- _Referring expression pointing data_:
++++++++++++++++++++
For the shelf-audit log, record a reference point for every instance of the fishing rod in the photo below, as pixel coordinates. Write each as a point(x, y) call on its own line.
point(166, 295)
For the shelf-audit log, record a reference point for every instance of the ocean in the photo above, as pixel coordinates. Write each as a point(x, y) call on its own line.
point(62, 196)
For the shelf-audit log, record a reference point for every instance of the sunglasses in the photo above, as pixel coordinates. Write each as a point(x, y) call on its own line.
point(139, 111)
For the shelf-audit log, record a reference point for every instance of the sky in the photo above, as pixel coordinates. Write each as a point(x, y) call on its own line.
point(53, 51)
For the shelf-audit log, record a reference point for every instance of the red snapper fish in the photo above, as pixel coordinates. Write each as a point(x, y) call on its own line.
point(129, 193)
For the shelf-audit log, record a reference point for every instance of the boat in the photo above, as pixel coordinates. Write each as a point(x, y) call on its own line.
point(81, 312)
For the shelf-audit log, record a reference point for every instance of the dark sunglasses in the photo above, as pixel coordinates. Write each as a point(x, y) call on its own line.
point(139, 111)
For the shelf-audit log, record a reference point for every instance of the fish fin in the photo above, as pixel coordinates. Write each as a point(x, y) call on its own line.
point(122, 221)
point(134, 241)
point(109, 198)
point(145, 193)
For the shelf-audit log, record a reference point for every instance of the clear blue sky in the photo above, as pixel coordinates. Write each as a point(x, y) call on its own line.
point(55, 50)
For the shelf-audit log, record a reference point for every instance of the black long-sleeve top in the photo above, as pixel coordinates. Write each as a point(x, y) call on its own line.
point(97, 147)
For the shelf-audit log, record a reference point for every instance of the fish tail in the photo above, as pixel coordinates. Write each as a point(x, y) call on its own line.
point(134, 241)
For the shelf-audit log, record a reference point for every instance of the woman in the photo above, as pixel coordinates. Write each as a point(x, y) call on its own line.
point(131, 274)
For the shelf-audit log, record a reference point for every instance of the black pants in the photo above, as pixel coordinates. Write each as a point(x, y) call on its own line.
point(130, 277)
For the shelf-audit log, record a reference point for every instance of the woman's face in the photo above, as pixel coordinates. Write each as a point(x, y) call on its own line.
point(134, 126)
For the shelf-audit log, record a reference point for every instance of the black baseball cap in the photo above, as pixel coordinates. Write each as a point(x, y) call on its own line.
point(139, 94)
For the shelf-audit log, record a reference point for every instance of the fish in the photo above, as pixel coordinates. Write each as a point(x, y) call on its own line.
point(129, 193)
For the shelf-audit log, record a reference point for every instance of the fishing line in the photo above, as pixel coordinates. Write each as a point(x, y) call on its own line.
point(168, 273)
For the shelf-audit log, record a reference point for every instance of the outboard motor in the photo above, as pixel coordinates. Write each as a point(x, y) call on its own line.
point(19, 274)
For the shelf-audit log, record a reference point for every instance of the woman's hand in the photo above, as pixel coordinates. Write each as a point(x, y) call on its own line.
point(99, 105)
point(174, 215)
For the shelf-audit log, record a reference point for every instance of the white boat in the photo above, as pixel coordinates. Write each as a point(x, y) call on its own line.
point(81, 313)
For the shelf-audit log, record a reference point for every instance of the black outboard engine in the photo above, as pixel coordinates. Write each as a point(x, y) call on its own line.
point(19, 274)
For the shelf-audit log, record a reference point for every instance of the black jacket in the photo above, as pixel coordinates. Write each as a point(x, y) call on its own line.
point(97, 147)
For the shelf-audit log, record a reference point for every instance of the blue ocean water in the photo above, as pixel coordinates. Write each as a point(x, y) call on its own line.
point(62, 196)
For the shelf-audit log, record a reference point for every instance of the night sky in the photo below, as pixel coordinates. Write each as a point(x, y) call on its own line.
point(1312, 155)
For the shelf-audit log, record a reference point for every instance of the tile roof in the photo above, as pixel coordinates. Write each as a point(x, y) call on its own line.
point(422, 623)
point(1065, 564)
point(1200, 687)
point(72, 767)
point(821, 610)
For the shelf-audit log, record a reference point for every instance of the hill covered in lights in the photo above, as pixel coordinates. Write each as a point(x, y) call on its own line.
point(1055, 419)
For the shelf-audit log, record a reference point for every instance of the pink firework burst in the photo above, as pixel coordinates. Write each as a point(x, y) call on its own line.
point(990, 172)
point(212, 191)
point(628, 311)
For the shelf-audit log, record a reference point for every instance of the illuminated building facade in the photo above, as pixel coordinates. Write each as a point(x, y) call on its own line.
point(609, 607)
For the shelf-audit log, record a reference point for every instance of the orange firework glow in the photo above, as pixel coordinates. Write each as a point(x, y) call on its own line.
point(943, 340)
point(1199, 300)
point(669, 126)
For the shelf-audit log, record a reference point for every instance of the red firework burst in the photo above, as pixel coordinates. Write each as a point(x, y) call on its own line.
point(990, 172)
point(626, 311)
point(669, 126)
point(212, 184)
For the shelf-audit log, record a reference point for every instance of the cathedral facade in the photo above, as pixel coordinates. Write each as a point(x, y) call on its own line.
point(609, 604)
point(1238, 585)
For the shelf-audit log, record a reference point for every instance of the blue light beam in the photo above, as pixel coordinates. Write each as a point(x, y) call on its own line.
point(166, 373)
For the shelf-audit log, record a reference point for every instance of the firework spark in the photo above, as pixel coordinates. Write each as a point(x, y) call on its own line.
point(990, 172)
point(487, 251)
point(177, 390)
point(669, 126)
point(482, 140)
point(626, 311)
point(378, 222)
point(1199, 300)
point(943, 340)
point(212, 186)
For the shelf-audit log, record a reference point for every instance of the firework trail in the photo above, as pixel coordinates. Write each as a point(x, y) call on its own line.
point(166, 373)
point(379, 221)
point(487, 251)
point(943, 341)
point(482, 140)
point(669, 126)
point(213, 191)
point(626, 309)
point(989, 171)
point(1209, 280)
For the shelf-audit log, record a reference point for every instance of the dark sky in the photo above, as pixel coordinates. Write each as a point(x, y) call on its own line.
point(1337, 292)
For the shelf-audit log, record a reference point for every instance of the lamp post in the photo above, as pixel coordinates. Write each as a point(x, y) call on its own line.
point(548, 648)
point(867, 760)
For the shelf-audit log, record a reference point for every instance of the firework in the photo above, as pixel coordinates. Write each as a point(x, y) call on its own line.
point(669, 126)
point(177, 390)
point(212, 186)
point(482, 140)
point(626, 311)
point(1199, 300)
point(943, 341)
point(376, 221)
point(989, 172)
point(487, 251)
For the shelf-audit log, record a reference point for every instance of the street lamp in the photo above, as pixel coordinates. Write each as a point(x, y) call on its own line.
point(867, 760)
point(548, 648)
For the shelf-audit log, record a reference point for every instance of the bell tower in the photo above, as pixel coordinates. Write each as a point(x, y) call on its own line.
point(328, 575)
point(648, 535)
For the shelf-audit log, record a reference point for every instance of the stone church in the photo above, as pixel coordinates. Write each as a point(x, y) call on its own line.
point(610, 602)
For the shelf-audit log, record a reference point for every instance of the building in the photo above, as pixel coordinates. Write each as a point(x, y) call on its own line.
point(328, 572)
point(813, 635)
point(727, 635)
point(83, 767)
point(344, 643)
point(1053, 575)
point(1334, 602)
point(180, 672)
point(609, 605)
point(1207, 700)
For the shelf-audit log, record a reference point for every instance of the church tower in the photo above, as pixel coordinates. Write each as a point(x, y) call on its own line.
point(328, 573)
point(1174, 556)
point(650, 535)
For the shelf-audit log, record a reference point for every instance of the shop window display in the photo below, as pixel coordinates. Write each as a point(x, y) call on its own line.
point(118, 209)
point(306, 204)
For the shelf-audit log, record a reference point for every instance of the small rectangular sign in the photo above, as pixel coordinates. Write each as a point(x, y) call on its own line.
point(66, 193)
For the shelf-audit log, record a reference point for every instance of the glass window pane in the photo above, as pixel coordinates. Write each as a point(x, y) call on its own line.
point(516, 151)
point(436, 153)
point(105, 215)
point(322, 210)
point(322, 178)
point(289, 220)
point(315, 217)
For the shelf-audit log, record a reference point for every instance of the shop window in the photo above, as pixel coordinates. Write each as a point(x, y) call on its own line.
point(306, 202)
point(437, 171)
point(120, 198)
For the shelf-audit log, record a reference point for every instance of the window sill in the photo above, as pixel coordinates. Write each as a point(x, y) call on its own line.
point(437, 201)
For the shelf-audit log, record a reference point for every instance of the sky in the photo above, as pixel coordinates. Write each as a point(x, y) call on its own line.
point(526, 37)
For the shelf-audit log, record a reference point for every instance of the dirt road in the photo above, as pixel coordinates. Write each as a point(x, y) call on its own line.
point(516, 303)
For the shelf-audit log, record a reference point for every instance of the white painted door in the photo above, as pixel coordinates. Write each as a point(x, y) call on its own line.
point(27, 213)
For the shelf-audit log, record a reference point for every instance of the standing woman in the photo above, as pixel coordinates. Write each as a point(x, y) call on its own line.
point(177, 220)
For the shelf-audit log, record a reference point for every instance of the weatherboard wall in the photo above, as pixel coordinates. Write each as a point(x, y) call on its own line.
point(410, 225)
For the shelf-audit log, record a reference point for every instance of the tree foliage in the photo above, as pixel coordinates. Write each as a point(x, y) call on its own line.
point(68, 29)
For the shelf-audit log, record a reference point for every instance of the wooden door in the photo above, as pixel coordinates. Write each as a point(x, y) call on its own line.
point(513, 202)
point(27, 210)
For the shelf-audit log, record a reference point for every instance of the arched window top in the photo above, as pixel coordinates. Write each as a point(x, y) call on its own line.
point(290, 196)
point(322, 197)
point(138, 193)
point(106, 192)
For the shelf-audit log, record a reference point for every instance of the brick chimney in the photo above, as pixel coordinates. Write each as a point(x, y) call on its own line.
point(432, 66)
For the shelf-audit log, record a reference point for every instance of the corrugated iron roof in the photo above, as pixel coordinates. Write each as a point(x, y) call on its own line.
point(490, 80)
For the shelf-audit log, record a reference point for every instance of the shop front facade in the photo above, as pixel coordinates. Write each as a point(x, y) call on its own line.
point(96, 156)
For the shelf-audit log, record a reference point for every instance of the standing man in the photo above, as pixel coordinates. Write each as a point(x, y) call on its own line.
++++++++++++++++++++
- _About this task_: The answer must be exactly the lines from the one containing "the standing woman" through the final line of the data, both ends included, and nothing else.

- _Answer to the problem_:
For the shelf-audit log, record a reference point for every instance of the standing woman in the photo above, as pixel coordinates. Write each as a point(x, y) call on its own line.
point(177, 220)
For the shelf-audit log, record a reference point for every instance of the weatherboard wall in the photo above, as pixel coordinates. Write each as a point(x, y) call on its own line.
point(410, 225)
For the shelf-audit log, record a reference point for every instance of the tree foliage in the photo above, as pixel coordinates. Write each as a point(x, y) call on its own line.
point(68, 29)
For the shelf-audit log, record a reference point for every instance of the wooden door in the photo above, as pixel coordinates. Write each as a point(x, y) call on its own line.
point(513, 202)
point(27, 210)
For the shelf-audit log, record a reference point for every instance of the arched window top in the photo above, as pixel coordinates. Write each as a point(x, y) call on its own line.
point(290, 196)
point(322, 197)
point(138, 193)
point(106, 192)
For the shelf-audit log, record a reference point for every instance of the brick chimney in the photo above, as pixel coordinates. Write each as a point(x, y) call on its own line.
point(432, 66)
For the shelf-audit log, record a reference point for every instance of the corrugated iron roof in the photo above, as pixel coordinates. Write each as a point(x, y) call on its own line.
point(490, 80)
For the shelf-audit log, record a reference point for every instance of the shop front facade in the photo above, as pixel coordinates. Write each as a point(x, y) call on its own line.
point(96, 156)
For the shelf-audit log, record a reference point for every instance of the standing man in the photo above, as pixel coordinates. Write each as a point(x, y) call on its own line.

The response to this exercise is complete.